ТЕКСТ ДОКУМЕНТА:
________________________

В судебном процессе такого сорта наиболее существенной была бы, конечно, возможность получить помощь женщины, так как они имеют тесные связи с судьями, которые намного облегчают положение дел. Но тут у Йозефа К. мало шансов на успех. Он набросился на фрейлейн Бюрстнер, поцеловал ее в шею «у самого горла», но он, без сомнения, вкладывал в желание больше ненависти, чем любви. Жена судебного исполнителя, которую он встречает в пустынном зале ожидания, томится от сексуального желания, но, как только появляется ее любовник студент Бертольд, она бросается в его объятия, оставляя Йозефа К. в одиночестве. В дальнейшем любовное желание, которое неотступно следует почти по всем страницам романа, принимает форму порока: с Лени, служанкой адвоката Гульда, любовницей всех обвиняемых, которая охотно показывает свое «маленькое уродство» — ладонь с перепончатыми пальцами; с не по возрасту зрелыми уличными девчонками, осаждающими лестницу художника Титорелли, с которым, по-видимому, они проводят ночи. У Йозефа К., как и у Кафки, мало надежд на помощь со стороны женщин.

Тогда за него берется общество: дядя, заботящийся о добром имени семьи, которое он не желает видеть втоптанным в грязь бесчестьем процесса, отводит его к знакомому старому адвокату. И этот адвокат со смешной фамилией Гульд, что на старом возвышенном языке поэзии означает «милость», обещает ему воспользоваться всеми своими связями, чтобы вытащить его из процесса. Он не описывает всю иерархию судей, адвокатов, высоких чинов, от которых зависит судьба всех обвиняемых. Кто они, эти могущественные люди, которых никогда не видишь, но которые предстают как тщеславные и мстительные, чувствительные к лести и чинопочитанию? Люди ли они, которых убеждают прошениями, или боги, к которым обращаются с молитвами? Рассказ не дает определенного ответа, поскольку небо, как представляют себе Гульд и его друзья, создано наподобие общества людей, с его бесконечной иерархией, с такими же недостатками и слабостями. Об этих всемогущих заступниках ходят анекдоты: говорят, что некоторые из них, уставшие от назойливых просьб адвокатов, сбрасывают этих несчастных с лестницы. Чего только не рассказывают об этих персонажах, в существовании которых в конечном счете нет полной уверенности, как нет уверенности и в том, что их вмешательство могло бы что-либо изменить. Гульд — старый, больной и потрепанный адвокат — живет в мрачной лачуге, слабо освещаемой газовым светильником. Но в то же время он принадлежит к лучшему обществу города, являя собой порядок, общепринятые представления, общественные устои. Йозеф К., устав наконец от пустых обещаний и проволочек Гульда, решает обойтись без его услуг.

Ему рассказали о другом персонаже, который слывет ловкачом в урегулировании подобных процессов, его зовут Титорелли. Это голодный художник, который живет в мансарде в заброшенном квартале. Картины, что он рисует, изображают все один и тот же пустынный пейзаж. Но вялый, циничный, порочный Титорелли располагает лишь сомнительными уловками, ненадежными компромиссами, способными скорее камуфлировать процессы, нежели их выигрывать.

________________________

ВАШЕ ЗАДАНИЕ: Перепишите отрывок о Йозефе К. от слов «Ему рассказали о» до слов «нежели их выигрывать.» включительно, заменив «пустынный пейзаж» на «унылый пейзаж».

ФРАГМЕНТ ЗАПИСЕЙ:
________________________

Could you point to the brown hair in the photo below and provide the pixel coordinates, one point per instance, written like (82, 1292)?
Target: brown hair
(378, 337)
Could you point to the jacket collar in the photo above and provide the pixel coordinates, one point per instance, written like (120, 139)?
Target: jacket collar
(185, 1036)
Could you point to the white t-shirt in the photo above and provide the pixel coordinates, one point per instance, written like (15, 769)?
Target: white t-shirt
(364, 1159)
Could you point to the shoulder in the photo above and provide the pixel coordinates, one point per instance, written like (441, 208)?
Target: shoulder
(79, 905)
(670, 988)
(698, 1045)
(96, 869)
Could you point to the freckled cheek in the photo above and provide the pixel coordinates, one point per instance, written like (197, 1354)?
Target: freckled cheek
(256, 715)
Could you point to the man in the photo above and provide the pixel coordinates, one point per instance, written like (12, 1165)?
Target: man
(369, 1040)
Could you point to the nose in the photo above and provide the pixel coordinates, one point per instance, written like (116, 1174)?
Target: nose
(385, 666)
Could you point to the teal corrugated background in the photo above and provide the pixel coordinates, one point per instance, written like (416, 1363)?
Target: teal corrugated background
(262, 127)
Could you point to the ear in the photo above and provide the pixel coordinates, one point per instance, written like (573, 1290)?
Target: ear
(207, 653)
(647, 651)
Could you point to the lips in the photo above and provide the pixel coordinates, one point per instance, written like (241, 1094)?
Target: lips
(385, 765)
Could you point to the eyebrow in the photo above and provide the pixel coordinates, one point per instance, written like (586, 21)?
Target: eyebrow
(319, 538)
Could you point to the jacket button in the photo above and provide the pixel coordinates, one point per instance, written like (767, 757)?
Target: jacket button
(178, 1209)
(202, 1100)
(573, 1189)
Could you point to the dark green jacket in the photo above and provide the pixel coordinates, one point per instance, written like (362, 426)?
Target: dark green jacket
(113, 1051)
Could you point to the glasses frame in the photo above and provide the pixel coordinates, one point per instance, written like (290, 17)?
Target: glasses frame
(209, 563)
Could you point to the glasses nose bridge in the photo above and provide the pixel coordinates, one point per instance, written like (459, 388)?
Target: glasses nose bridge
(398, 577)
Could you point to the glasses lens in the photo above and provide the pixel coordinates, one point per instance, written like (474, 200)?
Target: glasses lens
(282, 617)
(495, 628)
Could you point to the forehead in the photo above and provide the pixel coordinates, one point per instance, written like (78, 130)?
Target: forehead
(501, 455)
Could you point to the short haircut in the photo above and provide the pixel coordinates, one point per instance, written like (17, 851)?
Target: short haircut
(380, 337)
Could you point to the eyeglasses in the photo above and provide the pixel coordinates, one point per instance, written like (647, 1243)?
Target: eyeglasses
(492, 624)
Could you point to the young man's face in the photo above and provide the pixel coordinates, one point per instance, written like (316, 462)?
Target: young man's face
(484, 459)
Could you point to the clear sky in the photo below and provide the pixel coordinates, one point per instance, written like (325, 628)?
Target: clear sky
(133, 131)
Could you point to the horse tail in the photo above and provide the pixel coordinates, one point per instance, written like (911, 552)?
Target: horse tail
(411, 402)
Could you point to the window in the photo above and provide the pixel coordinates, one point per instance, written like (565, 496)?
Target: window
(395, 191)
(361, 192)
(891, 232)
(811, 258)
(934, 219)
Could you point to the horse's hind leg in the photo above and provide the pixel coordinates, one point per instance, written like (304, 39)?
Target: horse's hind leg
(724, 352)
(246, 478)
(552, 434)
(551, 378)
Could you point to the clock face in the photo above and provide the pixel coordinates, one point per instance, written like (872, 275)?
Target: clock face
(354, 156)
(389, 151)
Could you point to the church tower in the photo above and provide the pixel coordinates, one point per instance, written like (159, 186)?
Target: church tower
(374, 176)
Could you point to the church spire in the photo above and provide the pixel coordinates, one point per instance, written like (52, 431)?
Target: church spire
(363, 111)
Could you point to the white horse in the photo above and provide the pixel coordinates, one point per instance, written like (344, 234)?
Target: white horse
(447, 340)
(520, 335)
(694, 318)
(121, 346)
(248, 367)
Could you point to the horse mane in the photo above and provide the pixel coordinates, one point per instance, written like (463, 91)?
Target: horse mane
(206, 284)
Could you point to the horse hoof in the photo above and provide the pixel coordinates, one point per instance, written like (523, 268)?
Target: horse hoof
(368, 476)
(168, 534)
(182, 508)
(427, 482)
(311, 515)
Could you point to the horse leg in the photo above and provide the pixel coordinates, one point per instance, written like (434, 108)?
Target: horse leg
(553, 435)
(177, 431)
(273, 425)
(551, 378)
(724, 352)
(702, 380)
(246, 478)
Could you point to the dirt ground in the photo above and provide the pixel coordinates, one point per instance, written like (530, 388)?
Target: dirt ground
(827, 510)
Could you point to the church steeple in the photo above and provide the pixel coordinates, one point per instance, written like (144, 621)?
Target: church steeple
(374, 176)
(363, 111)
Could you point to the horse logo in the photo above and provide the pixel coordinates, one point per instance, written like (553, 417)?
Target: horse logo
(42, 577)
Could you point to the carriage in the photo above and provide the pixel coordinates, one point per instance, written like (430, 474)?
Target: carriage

________________________

ПОЛНЫЙ ОТВЕТ:
Ему рассказали о другом персонаже, который слывет ловкачом в урегулировании подобных процессов, его зовут Титорелли. Это голодный художник, который живет в мансарде в заброшенном квартале. Картины, что он рисует, изображают все один и тот же унылый пейзаж. Но вялый, циничный, порочный Титорелли располагает лишь сомнительными уловками, ненадежными компромиссами, способными скорее камуфлировать процессы, нежели их выигрывать.